→ **Source records**

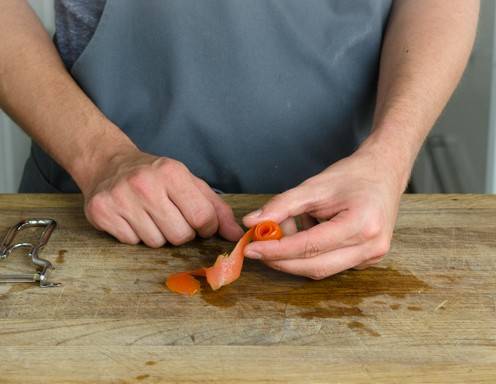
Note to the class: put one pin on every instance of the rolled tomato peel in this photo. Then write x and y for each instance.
(226, 268)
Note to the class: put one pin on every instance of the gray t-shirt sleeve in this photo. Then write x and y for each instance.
(75, 23)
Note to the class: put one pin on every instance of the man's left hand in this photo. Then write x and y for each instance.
(348, 215)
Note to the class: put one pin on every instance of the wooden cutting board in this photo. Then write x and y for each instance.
(426, 314)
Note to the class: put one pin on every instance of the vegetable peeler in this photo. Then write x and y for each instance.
(7, 246)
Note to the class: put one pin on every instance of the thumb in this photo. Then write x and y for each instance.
(291, 203)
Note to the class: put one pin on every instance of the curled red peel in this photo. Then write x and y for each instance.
(227, 268)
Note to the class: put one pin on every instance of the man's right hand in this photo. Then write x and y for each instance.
(140, 197)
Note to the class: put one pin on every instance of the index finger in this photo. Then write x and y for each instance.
(340, 231)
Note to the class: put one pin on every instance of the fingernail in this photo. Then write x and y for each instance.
(254, 214)
(253, 255)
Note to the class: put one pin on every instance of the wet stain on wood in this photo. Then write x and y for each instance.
(349, 289)
(20, 287)
(61, 256)
(225, 297)
(414, 308)
(334, 297)
(332, 312)
(362, 328)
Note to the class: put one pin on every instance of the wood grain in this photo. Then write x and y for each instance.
(426, 314)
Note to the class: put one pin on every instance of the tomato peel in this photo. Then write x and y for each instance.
(227, 268)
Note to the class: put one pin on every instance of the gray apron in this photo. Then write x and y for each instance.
(252, 96)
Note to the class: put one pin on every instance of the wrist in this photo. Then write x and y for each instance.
(396, 158)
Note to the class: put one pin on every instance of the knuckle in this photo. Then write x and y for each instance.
(154, 242)
(139, 183)
(371, 229)
(202, 217)
(382, 248)
(312, 249)
(96, 207)
(181, 238)
(171, 166)
(317, 274)
(128, 239)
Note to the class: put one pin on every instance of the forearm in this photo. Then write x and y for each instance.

→ **Try it**
Using the listing above, print the line containing "the wood grain" and every line after it exactly, up to and including the last.

→ **Task solution**
Note to the class: put one pin on every instance of the wood grain in this photo. Then write x and y for each instance.
(426, 314)
Note to the class: put one pin on every instance of the tomato peel in this photo. Then write x and y for each instance.
(227, 268)
Note to the class: put one pin on every instance of the gray apron in this photo. Then write x and y for each instance.
(252, 96)
Note to the class: put one pin on every instance of the wrist in this photo. Then write x and y for each instance.
(396, 158)
Note to the class: put one pin on every instance of the knuckle in this photo. Then write x and y for each instance.
(154, 242)
(139, 183)
(371, 229)
(202, 217)
(382, 248)
(312, 249)
(96, 207)
(181, 238)
(171, 166)
(317, 274)
(128, 239)
Note to the class: put one pin on every instance of the forearm in this photo. Then write x and y for each instance.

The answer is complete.